SELECTED EXCERPT:
_____

However, the forced delisting of USDT in Europe will hit professionals: market makers will have to split liquidity pools, inter-exchange arbitrage will become more complicated, and spreads will widen. This will create additional costs for all market participants.
Ban on the Digital Dollar in the US
The US is moving towards a legislative ban on the digital dollar (CBDC) at least until 2030. The norm prohibiting the Fed from issuing a CBDC is embedded in a bill on affordable housing — this packaging allowed it to bypass the resistance that had stalled a separate anti-CBDC document. Lawmakers fear total transaction surveillance, control over spending (as in the digital yuan), and the displacement of commercial banks.
Private stablecoins, however, are exempt from the ban. This means the world's largest economy is officially exiting the global CBDC race, and stablecoins are becoming an alternative that the state is willing to tolerate. For the market, this is a signal: regulators are betting on private solutions, not government-issued digital currencies.
Aftermath of the Meme Coin Hype
Revenues of the Pump.fun platform have plummeted by over 70%. The platform, which allowed anyone to issue their own token for a few dollars, led to an explosive increase in the number of new coins, but nearly 96% of traders either lost money or earned no more than $500. Developers announced the burning of tokens worth $370 million (36% of the supply) to prevent a price drop.
The situation reflects a massive process of capital redistribution: investors are locking in losses, withdrawing liquidity from unregulated instruments that major players view as gambling, and returning funds to TradFi. The practice of buying assets with no fundamental value has stopped working — traders now have to look for digital assets with real-world applications, making the market safer.
CME Group Defends Its Monopoly
The operator of the Chicago Mercantile Exchange, CME Group, is suing the regulator CFTC over its permission for the Kalshi platform to launch perpetual futures. CME CEO Terrence Duffy formally appeals to investor protection (comparing high leverage to the 2008 mortgage crisis) and the Dodd-Frank Act. However, CME holds exclusive licenses for all major benchmarks on which futures contracts are built. The logic of the lawsuit is simple: "We control the benchmarks, so new instruments based on these indices must be traded with us." A similar pattern is observed with ICE, demanding "equal rules" due to the growth of the Hyperliquid platform.
Destruction of Communication Privacy
The UK government is preparing a law that will completely ban the use of social media (Instagram, TikTok, YouTube) for citizens under 16. In France and the EU, an initiative is being pushed for mass scanning of personal messages on smartphones before they are sent. A global trend is emerging: under the pretext of fighting terrorism or protecting children, governments are forcing citizens to give up the basic right to privacy.
As Pavel Durov noted, the forced abandonment of end-to-end encryption technology (embedding backdoors) will not stop real criminals — they can easily write their own closed applications. Ultimately, ordinary law-abiding citizens will be the ones affected. Weakening encryption makes corporate networks of banks and funds vulnerable to hacker attacks, and users will have to switch to decentralized services to maintain privacy.
My conclusion: The cryptocurrency market is undergoing a phase of structural restructuring, where regulators and major players are pushing out chaotic and unregulated instruments. Investors should prepare for stricter rules of the game, but it is precisely this that creates the foundation for long-term growth.

_____

RECORD EXTRACTS:
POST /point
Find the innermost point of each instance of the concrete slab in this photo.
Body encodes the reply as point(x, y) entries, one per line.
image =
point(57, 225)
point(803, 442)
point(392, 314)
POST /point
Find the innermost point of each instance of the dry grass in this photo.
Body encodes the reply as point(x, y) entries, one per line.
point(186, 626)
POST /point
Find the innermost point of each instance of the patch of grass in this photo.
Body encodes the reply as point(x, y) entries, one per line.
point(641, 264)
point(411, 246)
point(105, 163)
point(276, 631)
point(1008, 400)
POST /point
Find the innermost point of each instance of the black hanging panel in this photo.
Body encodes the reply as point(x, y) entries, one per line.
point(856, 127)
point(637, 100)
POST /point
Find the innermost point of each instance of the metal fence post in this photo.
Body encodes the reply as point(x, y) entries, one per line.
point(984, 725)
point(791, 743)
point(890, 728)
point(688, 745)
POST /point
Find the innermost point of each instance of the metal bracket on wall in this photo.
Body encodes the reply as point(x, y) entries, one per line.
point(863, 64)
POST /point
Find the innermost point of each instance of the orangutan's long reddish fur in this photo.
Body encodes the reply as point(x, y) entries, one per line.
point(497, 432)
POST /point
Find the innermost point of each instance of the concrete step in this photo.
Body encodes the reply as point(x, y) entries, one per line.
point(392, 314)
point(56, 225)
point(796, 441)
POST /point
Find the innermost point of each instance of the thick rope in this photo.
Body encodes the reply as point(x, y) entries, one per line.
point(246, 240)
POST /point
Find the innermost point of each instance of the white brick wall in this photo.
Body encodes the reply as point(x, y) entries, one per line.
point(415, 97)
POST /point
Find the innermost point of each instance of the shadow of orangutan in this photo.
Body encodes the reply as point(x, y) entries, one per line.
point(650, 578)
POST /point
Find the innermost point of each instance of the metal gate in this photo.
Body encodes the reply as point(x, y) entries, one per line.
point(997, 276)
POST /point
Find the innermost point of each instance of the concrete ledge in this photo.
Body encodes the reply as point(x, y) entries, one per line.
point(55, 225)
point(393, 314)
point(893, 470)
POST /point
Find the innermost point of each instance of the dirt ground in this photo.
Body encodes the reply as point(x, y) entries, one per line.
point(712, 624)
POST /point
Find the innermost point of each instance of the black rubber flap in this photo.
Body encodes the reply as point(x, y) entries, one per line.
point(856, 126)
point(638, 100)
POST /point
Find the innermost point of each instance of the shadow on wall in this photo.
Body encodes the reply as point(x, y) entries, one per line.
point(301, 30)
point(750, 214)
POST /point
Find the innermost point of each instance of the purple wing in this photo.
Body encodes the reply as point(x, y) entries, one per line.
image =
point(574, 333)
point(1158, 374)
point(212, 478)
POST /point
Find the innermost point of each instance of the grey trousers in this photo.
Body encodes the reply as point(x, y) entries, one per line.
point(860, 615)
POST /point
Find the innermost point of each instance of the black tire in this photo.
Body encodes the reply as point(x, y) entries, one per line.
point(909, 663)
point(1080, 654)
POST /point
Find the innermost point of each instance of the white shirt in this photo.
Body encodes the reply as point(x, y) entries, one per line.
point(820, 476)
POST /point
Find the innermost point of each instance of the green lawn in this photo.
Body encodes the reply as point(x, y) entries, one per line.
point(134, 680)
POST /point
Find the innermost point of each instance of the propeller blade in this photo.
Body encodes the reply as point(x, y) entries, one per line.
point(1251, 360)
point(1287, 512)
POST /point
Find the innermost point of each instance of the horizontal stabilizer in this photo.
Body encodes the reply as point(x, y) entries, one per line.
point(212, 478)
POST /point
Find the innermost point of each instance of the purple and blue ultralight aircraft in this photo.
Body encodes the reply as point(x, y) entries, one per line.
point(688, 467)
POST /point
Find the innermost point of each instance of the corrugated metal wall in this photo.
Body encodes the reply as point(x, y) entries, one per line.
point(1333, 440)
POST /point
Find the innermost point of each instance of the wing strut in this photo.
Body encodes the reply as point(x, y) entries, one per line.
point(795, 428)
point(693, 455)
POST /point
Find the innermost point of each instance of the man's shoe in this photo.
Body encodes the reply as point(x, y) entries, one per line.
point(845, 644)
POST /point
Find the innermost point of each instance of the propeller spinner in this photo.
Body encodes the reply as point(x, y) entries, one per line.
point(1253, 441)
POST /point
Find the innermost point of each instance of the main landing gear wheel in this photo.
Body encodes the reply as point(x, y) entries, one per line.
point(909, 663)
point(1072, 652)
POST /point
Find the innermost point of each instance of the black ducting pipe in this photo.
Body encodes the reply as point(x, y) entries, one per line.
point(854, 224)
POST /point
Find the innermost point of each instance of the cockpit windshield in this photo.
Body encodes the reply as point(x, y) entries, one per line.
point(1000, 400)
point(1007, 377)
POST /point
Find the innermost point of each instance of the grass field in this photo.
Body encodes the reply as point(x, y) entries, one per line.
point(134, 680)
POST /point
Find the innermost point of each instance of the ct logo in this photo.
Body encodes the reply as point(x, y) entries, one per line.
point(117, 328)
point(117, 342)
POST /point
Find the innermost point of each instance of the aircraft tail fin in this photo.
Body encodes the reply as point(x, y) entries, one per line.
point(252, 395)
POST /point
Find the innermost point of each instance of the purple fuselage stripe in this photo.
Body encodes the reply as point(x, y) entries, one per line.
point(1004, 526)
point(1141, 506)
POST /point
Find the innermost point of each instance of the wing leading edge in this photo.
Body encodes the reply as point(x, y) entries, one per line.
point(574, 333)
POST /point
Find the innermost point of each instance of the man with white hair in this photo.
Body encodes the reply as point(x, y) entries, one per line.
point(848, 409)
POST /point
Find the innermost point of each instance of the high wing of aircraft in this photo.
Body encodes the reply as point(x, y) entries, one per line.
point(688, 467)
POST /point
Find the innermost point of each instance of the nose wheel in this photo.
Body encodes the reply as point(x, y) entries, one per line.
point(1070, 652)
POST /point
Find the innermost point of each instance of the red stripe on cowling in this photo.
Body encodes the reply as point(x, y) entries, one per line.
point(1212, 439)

_____

WHAT TO DO:
a: According to the crypto market commentary, why was the rule barring the Fed from issuing a CBDC placed inside a bill on affordable housing?
b: Output the crypto market commentary word for word from "Aftermath of the" to "a price drop.".
Draw only on the crypto market commentary, not on the lines.

ANSWERS BELOW:
a: Putting the rule inside the affordable housing bill let it get past the resistance that had stalled a separate anti-CBDC document.

b:
Aftermath of the Meme Coin Hype
Revenues of the Pump.fun platform have plummeted by over 70%. The platform, which allowed anyone to issue their own token for a few dollars, led to an explosive increase in the number of new coins, but nearly 96% of traders either lost money or earned no more than $500. Developers announced the burning of tokens worth $370 million (36% of the supply) to prevent a price drop.